Tulis ulang baris-baris catatan dari awal catatan sampai baris yang memuat "x=179 y=164", kedua ujungnya termasuk, menjadi daftar bernomor tanpa baris kosong.
★ ★ ★ ★ ★
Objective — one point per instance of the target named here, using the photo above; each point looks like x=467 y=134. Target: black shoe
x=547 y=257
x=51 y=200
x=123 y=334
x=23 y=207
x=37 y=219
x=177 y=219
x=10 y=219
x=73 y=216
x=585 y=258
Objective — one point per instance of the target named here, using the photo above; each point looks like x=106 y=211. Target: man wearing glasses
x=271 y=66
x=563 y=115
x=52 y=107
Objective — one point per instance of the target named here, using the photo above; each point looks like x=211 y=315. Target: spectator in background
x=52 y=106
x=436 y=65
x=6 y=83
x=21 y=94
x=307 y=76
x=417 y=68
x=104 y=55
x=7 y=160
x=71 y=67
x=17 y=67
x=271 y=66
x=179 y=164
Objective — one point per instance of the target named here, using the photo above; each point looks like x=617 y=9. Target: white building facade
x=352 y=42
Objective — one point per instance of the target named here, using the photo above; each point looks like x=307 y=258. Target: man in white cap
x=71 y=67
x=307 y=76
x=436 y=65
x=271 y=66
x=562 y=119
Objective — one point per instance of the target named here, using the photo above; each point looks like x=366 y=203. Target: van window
★ ★ ★ ★ ★
# HASIL
1. Objective — one point per instance of the target named here, using the photo above; each point looks like x=467 y=134. Target: black shoe
2. x=547 y=257
3. x=51 y=200
4. x=123 y=334
5. x=23 y=207
6. x=37 y=219
7. x=177 y=219
8. x=10 y=219
9. x=73 y=216
10. x=585 y=258
11. Objective — one point per instance of the target named here, using the photo above; each point looks like x=106 y=211. Target: man wearing glasses
12. x=271 y=66
13. x=563 y=115
14. x=52 y=107
15. Objective — one point per instance of the target named here, using the photo above; each point looks like x=211 y=315. Target: spectator in background
16. x=52 y=106
17. x=436 y=65
18. x=6 y=83
19. x=21 y=94
20. x=307 y=76
21. x=417 y=68
22. x=104 y=55
23. x=7 y=160
24. x=71 y=67
25. x=17 y=67
26. x=271 y=66
27. x=179 y=164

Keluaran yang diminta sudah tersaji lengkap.